Find each line of the material that contains the word "woman" and copy it out. Letter case matters.

* start STORED RECORDS *

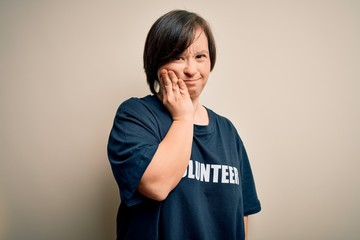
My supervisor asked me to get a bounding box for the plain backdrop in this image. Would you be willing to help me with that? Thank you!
[0,0,360,240]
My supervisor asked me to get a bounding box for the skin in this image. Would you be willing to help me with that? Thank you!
[138,29,247,238]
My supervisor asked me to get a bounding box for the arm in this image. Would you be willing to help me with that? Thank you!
[244,216,249,240]
[138,71,194,201]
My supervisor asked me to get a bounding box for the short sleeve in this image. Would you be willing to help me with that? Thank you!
[107,98,161,206]
[240,142,261,216]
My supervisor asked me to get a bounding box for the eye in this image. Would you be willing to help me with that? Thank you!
[174,56,184,61]
[195,54,207,60]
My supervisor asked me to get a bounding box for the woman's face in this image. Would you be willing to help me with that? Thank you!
[158,28,211,100]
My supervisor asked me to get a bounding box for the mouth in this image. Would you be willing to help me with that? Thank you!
[184,78,200,84]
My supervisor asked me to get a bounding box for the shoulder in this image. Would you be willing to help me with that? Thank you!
[207,108,237,132]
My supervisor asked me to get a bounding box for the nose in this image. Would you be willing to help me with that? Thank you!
[184,58,197,76]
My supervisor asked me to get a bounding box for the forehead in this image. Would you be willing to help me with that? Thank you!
[189,28,209,51]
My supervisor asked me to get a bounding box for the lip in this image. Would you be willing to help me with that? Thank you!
[184,78,200,83]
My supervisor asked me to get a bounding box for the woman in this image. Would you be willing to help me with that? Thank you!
[108,10,261,240]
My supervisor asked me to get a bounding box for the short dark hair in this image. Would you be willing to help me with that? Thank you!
[143,10,216,94]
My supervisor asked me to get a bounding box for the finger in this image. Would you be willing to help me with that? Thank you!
[178,79,189,94]
[160,69,173,96]
[160,69,172,91]
[168,71,180,94]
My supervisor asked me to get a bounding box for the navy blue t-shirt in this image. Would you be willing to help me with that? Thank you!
[108,95,261,240]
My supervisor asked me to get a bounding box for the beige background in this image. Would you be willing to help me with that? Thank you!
[0,0,360,240]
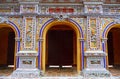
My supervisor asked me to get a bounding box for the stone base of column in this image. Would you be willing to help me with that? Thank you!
[10,68,40,78]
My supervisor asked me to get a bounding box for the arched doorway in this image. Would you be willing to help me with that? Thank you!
[107,27,120,67]
[46,25,77,73]
[0,26,15,75]
[38,20,83,73]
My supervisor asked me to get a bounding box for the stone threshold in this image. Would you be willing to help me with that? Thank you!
[0,76,120,79]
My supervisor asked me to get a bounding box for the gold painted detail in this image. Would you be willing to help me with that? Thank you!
[90,18,97,48]
[23,17,36,50]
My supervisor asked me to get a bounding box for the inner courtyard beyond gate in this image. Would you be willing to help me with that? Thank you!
[0,0,120,79]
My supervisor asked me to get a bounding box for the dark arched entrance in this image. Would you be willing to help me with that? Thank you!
[46,25,77,76]
[0,27,15,75]
[107,28,120,67]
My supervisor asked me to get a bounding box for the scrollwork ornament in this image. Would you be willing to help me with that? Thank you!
[0,17,8,23]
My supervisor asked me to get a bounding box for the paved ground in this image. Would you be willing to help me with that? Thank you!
[0,68,120,79]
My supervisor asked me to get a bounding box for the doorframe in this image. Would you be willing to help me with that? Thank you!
[102,21,120,69]
[0,21,20,70]
[38,19,84,73]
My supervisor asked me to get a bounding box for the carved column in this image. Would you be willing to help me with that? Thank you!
[83,0,111,79]
[11,0,40,78]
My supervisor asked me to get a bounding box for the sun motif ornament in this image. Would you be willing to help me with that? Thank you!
[0,17,8,23]
[53,14,69,21]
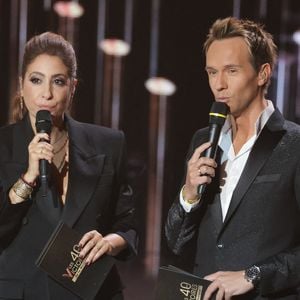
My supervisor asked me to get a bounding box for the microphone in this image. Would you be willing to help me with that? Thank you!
[197,102,229,197]
[35,110,52,197]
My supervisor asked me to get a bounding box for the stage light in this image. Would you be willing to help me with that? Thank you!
[98,39,130,56]
[53,1,84,18]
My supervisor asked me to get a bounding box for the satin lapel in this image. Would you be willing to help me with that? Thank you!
[62,120,105,226]
[220,113,284,233]
[6,116,34,185]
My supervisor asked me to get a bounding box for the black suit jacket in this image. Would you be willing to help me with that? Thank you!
[165,110,300,299]
[0,113,137,300]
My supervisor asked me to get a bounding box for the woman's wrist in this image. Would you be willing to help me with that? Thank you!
[9,174,36,204]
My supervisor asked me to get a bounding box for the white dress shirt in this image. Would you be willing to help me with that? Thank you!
[180,100,274,221]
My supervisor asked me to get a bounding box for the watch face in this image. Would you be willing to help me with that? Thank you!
[245,266,260,284]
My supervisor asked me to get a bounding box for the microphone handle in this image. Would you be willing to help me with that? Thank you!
[39,136,49,197]
[197,124,222,197]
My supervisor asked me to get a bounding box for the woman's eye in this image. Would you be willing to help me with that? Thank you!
[54,78,66,86]
[30,77,41,84]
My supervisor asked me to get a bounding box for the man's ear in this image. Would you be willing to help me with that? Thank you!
[258,63,271,86]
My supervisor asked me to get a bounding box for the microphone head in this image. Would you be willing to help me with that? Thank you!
[209,102,229,126]
[35,110,52,134]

* end STORED RECORDS *

● **RESPONSE TO THE TASK**
My supervisor asked me to get a bounding box for the woman's face in this image. Would you be willing to help me with that? Thank you!
My supervisor asked me to get a bounding box for the woman in this image. Would you be willing to help me with that? Thank you!
My supervisor asked me to get a bounding box for the woman's wrist in this image. Would you be willing to help me with that? Thank you!
My supervisor asked me to get a bounding box for the woman's eye in this image. Would you be willing to help me with that? Thank you!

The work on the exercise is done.